*** Block opens ***

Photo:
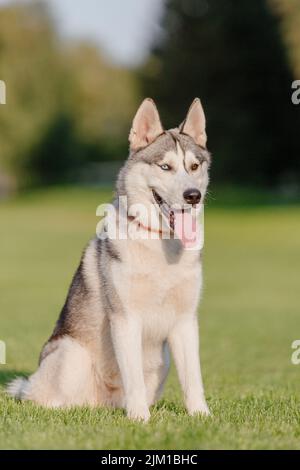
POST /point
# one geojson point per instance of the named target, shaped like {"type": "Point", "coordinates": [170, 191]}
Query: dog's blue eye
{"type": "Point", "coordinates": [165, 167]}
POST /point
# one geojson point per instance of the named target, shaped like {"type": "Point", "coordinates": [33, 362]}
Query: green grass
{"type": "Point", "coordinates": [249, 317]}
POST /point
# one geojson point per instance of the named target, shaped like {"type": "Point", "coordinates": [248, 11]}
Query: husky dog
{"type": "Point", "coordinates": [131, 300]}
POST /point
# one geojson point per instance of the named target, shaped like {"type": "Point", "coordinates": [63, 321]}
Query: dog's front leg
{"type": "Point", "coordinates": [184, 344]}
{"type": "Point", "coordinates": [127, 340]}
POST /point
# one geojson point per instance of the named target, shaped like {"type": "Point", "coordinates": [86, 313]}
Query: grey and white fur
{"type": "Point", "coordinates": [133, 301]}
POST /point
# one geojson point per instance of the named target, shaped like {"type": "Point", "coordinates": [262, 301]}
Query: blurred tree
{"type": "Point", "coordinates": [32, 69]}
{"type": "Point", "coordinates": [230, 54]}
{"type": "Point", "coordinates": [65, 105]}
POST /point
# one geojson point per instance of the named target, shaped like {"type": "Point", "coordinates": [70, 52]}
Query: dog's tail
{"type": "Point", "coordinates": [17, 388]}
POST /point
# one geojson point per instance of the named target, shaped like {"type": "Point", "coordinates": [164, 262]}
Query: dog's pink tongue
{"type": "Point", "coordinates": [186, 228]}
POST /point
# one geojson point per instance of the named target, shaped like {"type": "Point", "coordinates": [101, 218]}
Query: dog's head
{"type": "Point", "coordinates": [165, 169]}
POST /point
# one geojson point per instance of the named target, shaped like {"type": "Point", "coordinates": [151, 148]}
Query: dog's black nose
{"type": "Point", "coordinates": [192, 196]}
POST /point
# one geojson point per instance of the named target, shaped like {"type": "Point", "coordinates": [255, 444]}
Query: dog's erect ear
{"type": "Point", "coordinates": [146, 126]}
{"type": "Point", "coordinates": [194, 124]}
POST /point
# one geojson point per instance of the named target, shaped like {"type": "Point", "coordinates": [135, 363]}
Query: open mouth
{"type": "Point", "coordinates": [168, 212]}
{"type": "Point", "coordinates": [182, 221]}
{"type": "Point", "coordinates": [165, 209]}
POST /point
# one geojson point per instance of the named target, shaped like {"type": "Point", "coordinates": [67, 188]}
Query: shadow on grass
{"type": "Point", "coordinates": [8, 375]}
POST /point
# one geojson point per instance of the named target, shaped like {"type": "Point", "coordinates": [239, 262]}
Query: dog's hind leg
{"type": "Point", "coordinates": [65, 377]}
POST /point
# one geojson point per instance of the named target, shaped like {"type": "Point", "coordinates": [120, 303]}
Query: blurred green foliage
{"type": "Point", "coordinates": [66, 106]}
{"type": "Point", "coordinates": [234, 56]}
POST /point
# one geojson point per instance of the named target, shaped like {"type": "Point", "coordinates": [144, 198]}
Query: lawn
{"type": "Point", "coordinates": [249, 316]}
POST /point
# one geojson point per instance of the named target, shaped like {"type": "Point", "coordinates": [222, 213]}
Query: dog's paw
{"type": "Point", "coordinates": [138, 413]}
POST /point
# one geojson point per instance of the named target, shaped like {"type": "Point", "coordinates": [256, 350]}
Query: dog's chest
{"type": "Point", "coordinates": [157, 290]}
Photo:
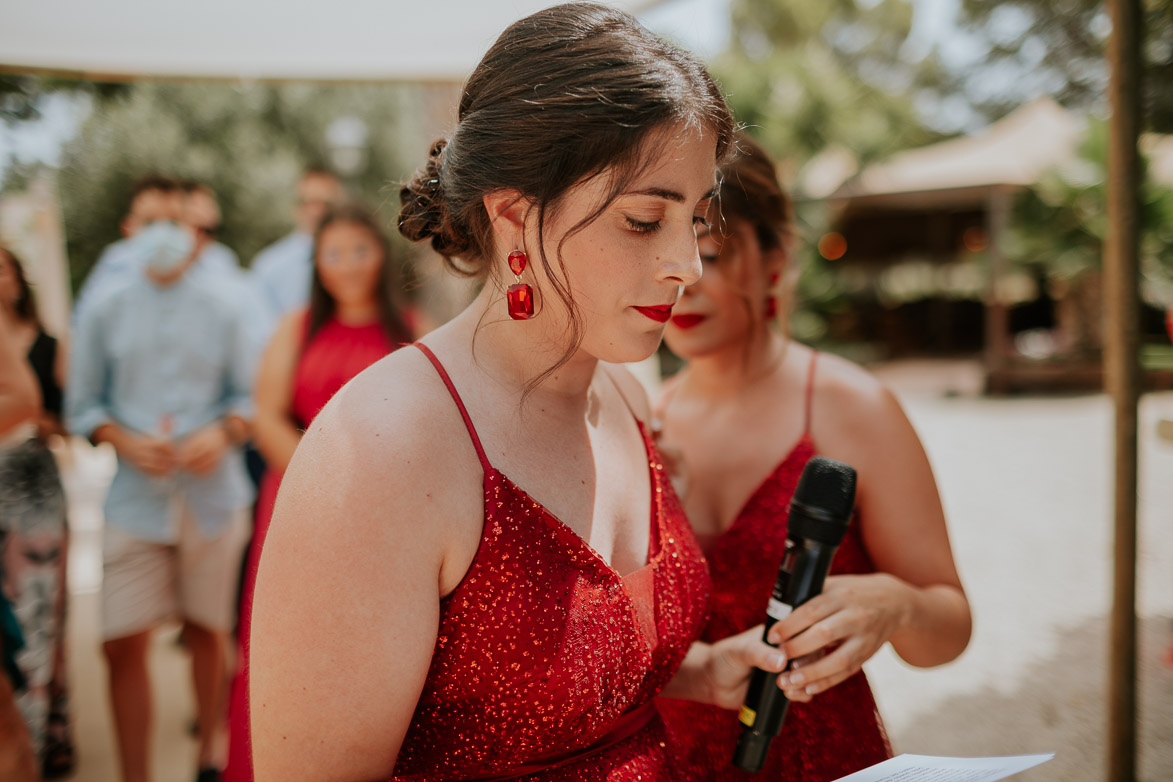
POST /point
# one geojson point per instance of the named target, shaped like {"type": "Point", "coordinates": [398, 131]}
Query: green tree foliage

*** Block closes ***

**TASK TO CARRY OUT**
Output every entry exactly. Pictures stay out.

**EXERCISE OUTPUT**
Photo:
POST /point
# one geojson point per instance of the named target, shaped like {"type": "Point", "coordinates": [170, 191]}
Query: dog's blue eye
{"type": "Point", "coordinates": [165, 167]}
POST /point
# one geojson point per instance of the named target, shaped like {"type": "Point", "coordinates": [33, 362]}
Query: green grass
{"type": "Point", "coordinates": [249, 317]}
POST /point
# one geojson point per instance of the named target, shaped like {"type": "Point", "coordinates": [248, 11]}
Query: husky dog
{"type": "Point", "coordinates": [131, 300]}
POST /point
# one geojson point per instance of the named target, shaped like {"type": "Point", "coordinates": [63, 321]}
Query: dog's front leg
{"type": "Point", "coordinates": [184, 344]}
{"type": "Point", "coordinates": [127, 340]}
POST /point
# one geojson point per instance of the named target, shaped like {"type": "Point", "coordinates": [86, 313]}
Query: grey and white fur
{"type": "Point", "coordinates": [133, 301]}
POST /point
# one geojson point per instance of the named target, shaped like {"type": "Point", "coordinates": [262, 301]}
Query: blurred tree
{"type": "Point", "coordinates": [32, 69]}
{"type": "Point", "coordinates": [230, 54]}
{"type": "Point", "coordinates": [65, 105]}
POST /point
# one geojson point per instance of the named target, shaped like {"type": "Point", "coordinates": [70, 52]}
Query: dog's tail
{"type": "Point", "coordinates": [17, 388]}
POST /point
# one geojson point per instance of the named target, shaped like {"type": "Point", "coordinates": [164, 262]}
Query: dog's pink tongue
{"type": "Point", "coordinates": [186, 228]}
POST /point
# one geojson point per instance of the named target, shaped like {"type": "Point", "coordinates": [101, 218]}
Query: dog's head
{"type": "Point", "coordinates": [165, 169]}
POST /point
# one geojson point per instance of the named target, shaped like {"type": "Point", "coordinates": [151, 148]}
Query: dog's black nose
{"type": "Point", "coordinates": [192, 196]}
POST /point
# one geojson point per instance of the named target, shaped like {"type": "Point", "coordinates": [255, 444]}
Query: dog's erect ear
{"type": "Point", "coordinates": [146, 126]}
{"type": "Point", "coordinates": [194, 124]}
POST /point
# one geojson point per instance of the named target, shaped like {"type": "Point", "coordinates": [135, 363]}
Query: open mouth
{"type": "Point", "coordinates": [168, 212]}
{"type": "Point", "coordinates": [182, 221]}
{"type": "Point", "coordinates": [165, 209]}
POST /point
# one geojson point per instance of the named target, shaped like {"type": "Point", "coordinates": [67, 188]}
Query: shadow on grass
{"type": "Point", "coordinates": [8, 375]}
POST /point
# one geojson point per instance of the named target, shaped like {"type": "Point", "coordinates": [239, 262]}
Query: dog's hind leg
{"type": "Point", "coordinates": [65, 377]}
POST /point
# one geojson point per instance of the named target, shaped like {"type": "Point", "coordinates": [120, 303]}
Query: blurred green foliage
{"type": "Point", "coordinates": [66, 106]}
{"type": "Point", "coordinates": [234, 56]}
POST /point
# one geojson point per instance of the named target, shaped like {"type": "Point", "coordinates": [144, 198]}
Query: lawn
{"type": "Point", "coordinates": [249, 316]}
POST /point
# one geojson point per instance of the named target, shaped like {"type": "Point", "coordinates": [222, 213]}
Query: dog's paw
{"type": "Point", "coordinates": [138, 413]}
POST /point
# one geojson point per instance of the named target, shaped like {"type": "Point", "coordinates": [256, 350]}
Query: dog's chest
{"type": "Point", "coordinates": [157, 290]}
Photo:
POST /point
# one geojson point per instance of the named target, shaped like {"type": "Point", "coordinates": [398, 131]}
Query: green tree foliage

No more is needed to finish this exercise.